>> begin Extract

Objects, SQL, and the Unified Data Architecture

A powerful and unique feature of Caché is its unique Unified Data Architecture that provides simultaneous, high-performance object and relational access to data stored within Caché.

Unified Data Dictionary

Within Caché, you can model your application components as objects. Objects are organized by classes which define the data (properties) and behavior (methods) of the object.

Unified Data Architecture

The meta-information, or definition, of each class is stored within a common repository referred to as the Caché class dictionary. The class dictionary is itself an object database, stored within Caché, whose contents can be accessed using objects. The class dictionary, by means of a class compiler, defines the storage structure needed by persistent objects and converts class definitions into parallel sets of executable code that provide both the object and relational access to this storage structure. By means of this architecture, the object and relational code paths are efficient and automatically synchronized with one another.

Class definitions can be added to the class dictionary in a number of ways:

Interactively, using the Studio development environment.
Relationally, using DDL. Caché accepts standard SQL DDL statements and automatically creates corresponding class and table definitions.
Textually, using XML. Caché supports an external, XML representation of class definitions. Typically this is used for source code management, deployment, automatic code generation, and interoperation with other tools.
Programmatically, using objects. Using the Caché set of class definition objects, you can create programs that communicate directly with the class dictionary and create new classes at application runtime.
Using an XML Schema Wizard, included within Studio, that can create class definitions from most XML schema files.

Flexible Storage

The Caché object model differs from those of programming languages in that in addition to properties and methods, you can specify storage-related behavior such as indices, constraints, and storage structure.

The storage structure used by persistent objects is independent of the logical definition of a class and is quite flexible: developers can use the default structures provided by the class compiler or they can tune the structures for specific cases.

Objects

Caché includes a full-featured, next-generation object database specifically designed to meet the needs of complex, transaction oriented applications. The Caché object model includes the following features:

Classes — You can define classes that represent the state (data) and behavior (code) of your application components. Classes are used to create instances of objects as both runtime components and as items stored within the database.

>> end Extract

* _Given exercise 1_: Find every line in the rows below that contains the string "window", and copy each of those lines.

>> begin Input records

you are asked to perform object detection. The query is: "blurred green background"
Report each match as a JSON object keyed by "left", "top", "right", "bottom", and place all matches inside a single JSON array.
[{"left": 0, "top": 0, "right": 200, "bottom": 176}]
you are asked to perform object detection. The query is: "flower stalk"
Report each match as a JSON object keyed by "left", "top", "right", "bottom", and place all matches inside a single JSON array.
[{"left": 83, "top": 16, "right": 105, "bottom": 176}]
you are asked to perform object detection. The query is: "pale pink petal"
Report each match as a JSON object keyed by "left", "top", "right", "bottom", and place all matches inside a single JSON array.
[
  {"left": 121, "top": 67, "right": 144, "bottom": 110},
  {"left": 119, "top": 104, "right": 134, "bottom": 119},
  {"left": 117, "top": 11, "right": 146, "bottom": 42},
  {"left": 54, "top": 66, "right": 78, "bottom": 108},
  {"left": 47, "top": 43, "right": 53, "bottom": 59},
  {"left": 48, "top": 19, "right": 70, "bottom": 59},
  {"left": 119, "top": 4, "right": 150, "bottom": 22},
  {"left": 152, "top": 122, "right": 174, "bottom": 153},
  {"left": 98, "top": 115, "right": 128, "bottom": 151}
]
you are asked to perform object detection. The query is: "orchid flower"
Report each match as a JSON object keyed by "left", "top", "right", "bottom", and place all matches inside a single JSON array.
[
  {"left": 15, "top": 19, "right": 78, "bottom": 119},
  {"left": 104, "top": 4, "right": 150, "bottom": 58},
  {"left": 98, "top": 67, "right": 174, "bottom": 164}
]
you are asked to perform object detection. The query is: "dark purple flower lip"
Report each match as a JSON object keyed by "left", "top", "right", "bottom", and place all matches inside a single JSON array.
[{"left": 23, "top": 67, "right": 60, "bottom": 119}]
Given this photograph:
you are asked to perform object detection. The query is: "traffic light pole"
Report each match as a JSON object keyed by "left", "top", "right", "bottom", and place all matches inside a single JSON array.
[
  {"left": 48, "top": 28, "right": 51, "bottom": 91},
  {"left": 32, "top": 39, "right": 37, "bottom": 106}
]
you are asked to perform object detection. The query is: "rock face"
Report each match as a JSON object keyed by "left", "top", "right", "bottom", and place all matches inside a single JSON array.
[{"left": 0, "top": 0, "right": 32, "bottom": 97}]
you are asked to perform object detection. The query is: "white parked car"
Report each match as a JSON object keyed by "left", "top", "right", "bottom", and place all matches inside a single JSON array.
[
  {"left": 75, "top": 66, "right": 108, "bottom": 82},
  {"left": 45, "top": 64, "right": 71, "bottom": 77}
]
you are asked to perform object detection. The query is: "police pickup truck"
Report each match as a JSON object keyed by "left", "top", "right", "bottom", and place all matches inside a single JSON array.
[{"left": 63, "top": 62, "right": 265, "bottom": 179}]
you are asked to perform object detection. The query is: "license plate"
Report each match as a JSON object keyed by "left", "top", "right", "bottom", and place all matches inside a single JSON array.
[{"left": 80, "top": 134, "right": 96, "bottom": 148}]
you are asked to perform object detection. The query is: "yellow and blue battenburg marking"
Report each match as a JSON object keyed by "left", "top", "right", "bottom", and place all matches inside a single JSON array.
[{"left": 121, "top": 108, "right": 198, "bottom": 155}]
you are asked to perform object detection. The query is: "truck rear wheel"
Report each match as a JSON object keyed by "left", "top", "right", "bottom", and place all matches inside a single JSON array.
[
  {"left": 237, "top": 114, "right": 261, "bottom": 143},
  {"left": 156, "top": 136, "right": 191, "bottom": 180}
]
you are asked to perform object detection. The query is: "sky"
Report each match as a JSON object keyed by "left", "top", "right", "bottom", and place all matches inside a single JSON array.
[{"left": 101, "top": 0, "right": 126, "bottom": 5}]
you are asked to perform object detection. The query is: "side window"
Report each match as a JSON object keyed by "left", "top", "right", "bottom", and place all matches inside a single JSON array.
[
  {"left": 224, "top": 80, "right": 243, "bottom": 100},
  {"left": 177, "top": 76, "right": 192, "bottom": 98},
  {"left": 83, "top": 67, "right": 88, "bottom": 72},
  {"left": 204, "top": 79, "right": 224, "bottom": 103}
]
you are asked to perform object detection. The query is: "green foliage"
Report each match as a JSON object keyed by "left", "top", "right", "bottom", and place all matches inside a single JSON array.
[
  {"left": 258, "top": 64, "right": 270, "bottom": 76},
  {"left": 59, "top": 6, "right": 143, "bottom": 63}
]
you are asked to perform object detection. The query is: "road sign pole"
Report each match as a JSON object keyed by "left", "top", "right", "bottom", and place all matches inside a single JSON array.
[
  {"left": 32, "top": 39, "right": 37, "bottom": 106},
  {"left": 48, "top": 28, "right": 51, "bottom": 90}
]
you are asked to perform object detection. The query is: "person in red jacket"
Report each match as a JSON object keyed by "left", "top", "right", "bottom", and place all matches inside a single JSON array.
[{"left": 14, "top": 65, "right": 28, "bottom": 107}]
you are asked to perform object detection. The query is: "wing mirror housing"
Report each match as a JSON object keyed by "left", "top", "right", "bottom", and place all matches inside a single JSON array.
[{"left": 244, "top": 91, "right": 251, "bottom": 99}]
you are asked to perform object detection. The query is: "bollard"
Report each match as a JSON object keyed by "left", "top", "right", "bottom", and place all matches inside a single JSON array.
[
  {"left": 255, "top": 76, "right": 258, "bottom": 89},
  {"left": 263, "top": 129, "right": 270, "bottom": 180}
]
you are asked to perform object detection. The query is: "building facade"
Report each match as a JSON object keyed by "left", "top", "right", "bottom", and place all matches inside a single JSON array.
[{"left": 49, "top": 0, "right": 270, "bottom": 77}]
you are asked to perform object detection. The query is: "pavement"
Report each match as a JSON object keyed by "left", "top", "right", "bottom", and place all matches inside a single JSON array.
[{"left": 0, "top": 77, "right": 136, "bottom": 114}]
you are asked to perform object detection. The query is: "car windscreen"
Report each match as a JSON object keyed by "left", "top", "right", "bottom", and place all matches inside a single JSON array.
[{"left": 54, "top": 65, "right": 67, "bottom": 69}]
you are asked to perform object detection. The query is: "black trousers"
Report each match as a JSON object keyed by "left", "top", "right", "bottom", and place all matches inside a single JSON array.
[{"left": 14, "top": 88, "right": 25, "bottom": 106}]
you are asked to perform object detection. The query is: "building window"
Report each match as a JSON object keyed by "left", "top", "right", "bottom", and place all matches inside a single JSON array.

>> end Input records

* _Given exercise 2_: Extend the page on Caché's Unified Data Architecture above, picking up right after its final sentence.

* _Output 1_:
you are asked to perform object detection. The query is: "side window"
you are asked to perform object detection. The query is: "building window"

* _Output 2_:
Properties — Classes can include properties, which specify the data associated with each object instance. Properties can be simple literals (such as strings or integers), user-defined types (defined using data type classes), complex (or embedded) objects, collections, or references to other objects.
Relationships — Classes can define how instances of objects are related to one another. The system automatically provides navigational methods for relationships as well as referential integrity within the database.
Methods — Classes can define behavior by means of methods: executable code associated with an object. Object methods run within a Caché server process (though they can be invoked from a remote client). Object methods can be scripted using ObjectScript, SQL, or they can be generated using method generators, which are code that automatically creates customized methods according to user-defined rules.
Object persistence — Persistent objects have the ability to automatically store and retrieve themselves to a database. The persistence support includes complete database functionality including automatic transaction management, concurrency control, index maintenance, and data validation. Persistent objects are automatically visible through SQL queries.
Inheritance — By deriving new classes from existing ones, you can reuse previously written code as well as create specialized versions of classes.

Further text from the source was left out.